• **Your instructions**: Set down exactly, from the records below, the line with "Target: quilted texture" through the line with "paw in the picture above.", and nothing else.

• **Provided material**:
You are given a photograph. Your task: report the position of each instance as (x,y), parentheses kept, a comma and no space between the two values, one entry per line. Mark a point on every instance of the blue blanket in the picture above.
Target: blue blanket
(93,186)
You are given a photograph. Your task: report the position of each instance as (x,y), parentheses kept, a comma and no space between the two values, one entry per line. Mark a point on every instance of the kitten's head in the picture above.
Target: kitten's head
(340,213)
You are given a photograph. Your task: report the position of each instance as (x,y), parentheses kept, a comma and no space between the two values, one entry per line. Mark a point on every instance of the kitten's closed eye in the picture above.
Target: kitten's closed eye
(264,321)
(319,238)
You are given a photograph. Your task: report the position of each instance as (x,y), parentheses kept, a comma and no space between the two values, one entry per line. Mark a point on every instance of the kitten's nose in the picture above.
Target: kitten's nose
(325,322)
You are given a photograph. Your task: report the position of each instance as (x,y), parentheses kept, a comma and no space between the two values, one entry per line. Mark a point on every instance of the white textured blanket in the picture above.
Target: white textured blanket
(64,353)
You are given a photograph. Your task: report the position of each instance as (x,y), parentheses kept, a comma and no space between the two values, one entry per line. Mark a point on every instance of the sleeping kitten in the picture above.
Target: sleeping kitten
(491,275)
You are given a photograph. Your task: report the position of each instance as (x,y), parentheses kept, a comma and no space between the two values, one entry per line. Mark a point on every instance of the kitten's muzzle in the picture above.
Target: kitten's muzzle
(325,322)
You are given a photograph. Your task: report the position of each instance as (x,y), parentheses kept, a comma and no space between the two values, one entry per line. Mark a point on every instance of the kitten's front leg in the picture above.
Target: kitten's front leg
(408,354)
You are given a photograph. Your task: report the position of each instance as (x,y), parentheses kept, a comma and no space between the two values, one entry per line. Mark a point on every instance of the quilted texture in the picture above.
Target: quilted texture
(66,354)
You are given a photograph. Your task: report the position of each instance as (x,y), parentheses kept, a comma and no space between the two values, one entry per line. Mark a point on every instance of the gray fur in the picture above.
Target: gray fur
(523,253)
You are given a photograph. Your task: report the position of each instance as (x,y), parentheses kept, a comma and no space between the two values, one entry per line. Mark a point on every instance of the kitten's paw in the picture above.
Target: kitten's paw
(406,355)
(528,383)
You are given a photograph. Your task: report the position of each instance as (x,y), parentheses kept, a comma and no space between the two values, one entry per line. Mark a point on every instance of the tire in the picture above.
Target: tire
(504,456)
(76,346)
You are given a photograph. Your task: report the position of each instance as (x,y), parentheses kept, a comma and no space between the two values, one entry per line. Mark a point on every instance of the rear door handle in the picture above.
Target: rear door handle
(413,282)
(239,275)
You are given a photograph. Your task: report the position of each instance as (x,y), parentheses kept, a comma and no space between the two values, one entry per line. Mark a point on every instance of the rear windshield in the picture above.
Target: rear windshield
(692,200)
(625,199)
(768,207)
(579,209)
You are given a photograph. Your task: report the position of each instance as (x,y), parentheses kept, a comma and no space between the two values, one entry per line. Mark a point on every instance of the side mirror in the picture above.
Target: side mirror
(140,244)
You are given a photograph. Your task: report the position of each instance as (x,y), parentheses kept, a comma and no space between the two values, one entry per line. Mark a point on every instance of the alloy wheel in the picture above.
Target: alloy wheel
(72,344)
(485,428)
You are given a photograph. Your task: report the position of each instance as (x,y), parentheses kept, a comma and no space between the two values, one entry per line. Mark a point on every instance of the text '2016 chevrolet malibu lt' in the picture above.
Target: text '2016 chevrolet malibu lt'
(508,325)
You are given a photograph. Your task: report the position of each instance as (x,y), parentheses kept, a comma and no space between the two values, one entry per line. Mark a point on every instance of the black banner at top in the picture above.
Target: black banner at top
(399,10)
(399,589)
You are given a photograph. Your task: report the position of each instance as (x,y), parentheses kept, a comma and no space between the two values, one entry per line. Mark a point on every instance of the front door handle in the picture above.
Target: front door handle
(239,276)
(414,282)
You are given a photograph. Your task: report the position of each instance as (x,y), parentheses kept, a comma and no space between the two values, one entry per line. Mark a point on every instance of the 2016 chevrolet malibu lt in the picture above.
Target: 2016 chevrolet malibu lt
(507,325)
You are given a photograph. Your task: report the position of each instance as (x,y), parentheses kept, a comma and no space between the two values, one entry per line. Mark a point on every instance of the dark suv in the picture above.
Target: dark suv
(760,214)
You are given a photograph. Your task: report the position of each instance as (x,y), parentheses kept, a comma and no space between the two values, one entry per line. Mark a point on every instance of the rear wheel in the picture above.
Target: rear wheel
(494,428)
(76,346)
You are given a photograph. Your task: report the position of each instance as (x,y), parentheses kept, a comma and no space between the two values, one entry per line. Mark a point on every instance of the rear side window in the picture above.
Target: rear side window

• **Answer section**:
Target: quilted texture
(66,354)
You are given a photograph. Your task: report the position of each instance as (x,y), parentheses kept, a comma and no space between the two values, one entry per line. Mark a point on every instance of the gray fur in the picture above.
Target: gray fur
(523,253)
You are given a photograph. Your task: report the position of each instance as (x,y), parentheses kept, a comma and no space between the two values, one entry per line. Mark a point on every instance of the kitten's paw in the picture above.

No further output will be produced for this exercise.